§ WHAT YOU NEED TO DO:
(1) List every function name in the socket lock patch message that has a trailing pair of parentheses in the explanatory sentences before the diff begins.
(2) Print the socket lock patch message without changes, starting at "Download raw body." and ending at "the inpcb route.".

§ PAGE:
==============================

Download raw body.
pcb notify socket lock
On Fri, Feb 07, 2025 at 11:31:35PM +0100, Alexander Bluhm wrote:
> Hi,
>
> The notify and ctlinput functions are not MP safe yet. They need
> socket lock which can be aquired by in_pcbsolock_ref(). Of course
> in_pcbnotifyall() has to be called without holding a socket lock
> then.
>
> Rename in_rtchange() to in_pcbrtchange(). This is the correct
> namespace and the funtions cares about the inpcb route.
>
> ok?
anyone?
> bluhm
>
> Index: netinet/in_pcb.c
> ===================================================================
> RCS file: /data/mirror/openbsd/cvs/src/sys/netinet/in_pcb.c,v
> diff -u -p -r1.311 in_pcb.c
> --- netinet/in_pcb.c 5 Feb 2025 10:15:10 -0000 1.311
> +++ netinet/in_pcb.c 7 Feb 2025 21:05:40 -0000
> @@ -810,6 +810,8 @@ in_pcbnotifyall(struct inpcbtable *table
> rdomain = rtable_l2(rtable);
> mtx_enter(&table->inpt_mtx);
> while ((inp = in_pcb_iterator(table, inp, &iter)) != NULL) {
> + struct socket *so;
> +
> KASSERT(!ISSET(inp->inp_flags, INP_IPV6));
>
> if (inp->inp_faddr.s_addr != dst->sin_addr.s_addr ||
> @@ -817,7 +819,10 @@ in_pcbnotifyall(struct inpcbtable *table
> continue;
> }
> mtx_leave(&table->inpt_mtx);
> - (*notify)(inp, errno);
> + so = in_pcbsolock_ref(inp);
> + if (so != NULL)
> + (*notify)(inp, errno);
> + in_pcbsounlock_rele(inp, so);
> mtx_enter(&table->inpt_mtx);
> }
> mtx_leave(&table->inpt_mtx);
> @@ -866,8 +871,10 @@ in_losing(struct inpcb *inp)

==============================

§ MATERIAL:

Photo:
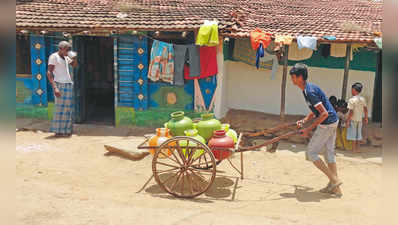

==============================

§ TASK-BY-TASK ANSWERS:
(1)
- in_pcbsolock_ref()
- in_pcbnotifyall()
- in_rtchange()
- in_pcbrtchange()

(2)
Download raw body.
pcb notify socket lock
On Fri, Feb 07, 2025 at 11:31:35PM +0100, Alexander Bluhm wrote:
> Hi,
>
> The notify and ctlinput functions are not MP safe yet. They need
> socket lock which can be aquired by in_pcbsolock_ref(). Of course
> in_pcbnotifyall() has to be called without holding a socket lock
> then.
>
> Rename in_rtchange() to in_pcbrtchange(). This is the correct
> namespace and the funtions cares about the inpcb route.